- OBJECTIVE -
Below is a forum thread about a Birgit Nilsson documentary. List each distinct username that heads a post in it, giving each name once.

-- START OF EXTRACT --

# FABULOUS New Nilsson Documntary in English by Birgit Nilsson Museum



## Seattleoperafan (Mar 24, 2013)

https://www.svtplay.se/video/163944...band-av-stal-avsnitt-1?start=auto&tab=senaste

This is astonishingly wonderful. Lots of spectacular archival footage. Timely as I was just planning to do a Toastmaster speech on La Nilsson!!!!


----------



## davidglasgow (Aug 19, 2017)

Thank you very much for sharing the link


----------



## Pugg (Aug 8, 2014)

Seattleoperafan said:


> https://www.svtplay.se/video/163944...band-av-stal-avsnitt-1?start=auto&tab=senaste
> 
> This is astonishingly wonderful. Lots of spectacular archival footage. Timely as I was just planning to do a Toastmaster speech on La Nilsson!!!!


Did you see this S.O.F?

https://www.prestoclassical.co.uk/c...-nilsson-complete-decca-philips-dg-recordings


----------



## nina foresti (Mar 11, 2014)

My gracious thanks to you for this wonderful documentary.
She was a unique and wonderful singer and person.


----------



## Barelytenor (Nov 19, 2011)

Fantastisch!! Vielen Dank!

:tiphat:

George


----------



## damianjb1 (Jan 1, 2016)

Thank you so much for posting this.


----------



## Barelytenor (Nov 19, 2011)

I just finished the documentary this morning. I feel so privileged that I got to hear her in concert in New Haven in 1968 or 1969, it was truly the highlight of my musical life. Her high C at the end of "Ozean, du Ungeheuer" literally deafened me and my friend Joe in our right ears (we were in the side balcony many yards from the stage) for about 20 minutes. This must have been an encore because I remember walking and laughing with him, a fellow Wagner nut, in the great plaza outside of Woolsey Hall afterward, and we were still having to turn our heads to hear each other. Her voice was a phenomenon, but her artistry was also impeccable. 

Best line of hers in the documentary: "Isolde made me famous, but Turandot made me rich."

Kind regards, :tiphat:

George


----------



## Glass (Feb 6, 2018)

Thank you for posting this. I sang with her in a children’s chorus as a child (Zürich Opera House) it was tremendous to be so close to that magnificent voice (Turandot, ca. 1968)...my parents were great fans (my father worked with her) and my mother (who sang at Salzburg) used her as a role model. I joined this forum in part for my mother, as she is 85 and not technologically inclined, and I am looking for live discussion groups/small informal gatherings of opera lovers (especially Wagner/Nielson but also the entire “Fach” and beyond) in the Maine, New Hampshire and if that cannot be found, then the Boston area (she lives in Camden, Maine)


----------



## Pugg (Aug 8, 2014)

Glass said:


> Thank you for posting this. I sang with her in a children's chorus as a child (Zürich Opera House) it was tremendous to be so close to that magnificent voice (Turandot, ca. 1968)...my parents were great fans (my father worked with her) and my mother (who sang at Salzburg) used her as a role model. I joined this forum in part for my mother, as she is 85 and not technologically inclined, and I am looking for live discussion groups/small informal gatherings of opera lovers (especially Wagner/Nielson but also the entire "Fach" and beyond) in the Maine or NH area (she lives in Camden, Maine)

-- END OF EXTRACT --
-- START OF DATASET SECTION --

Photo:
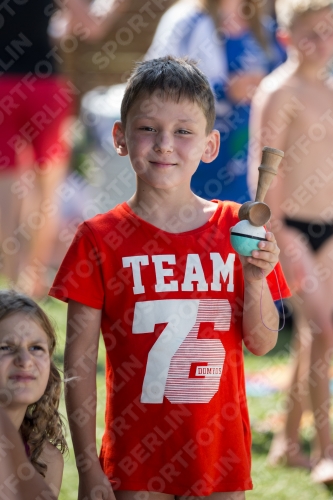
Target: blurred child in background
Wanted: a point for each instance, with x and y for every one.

-- END OF DATASET SECTION --

- SOLUTION TO THIS EXERCISE -
Seattleoperafan
davidglasgow
Pugg
nina foresti
Barelytenor
damianjb1
Glass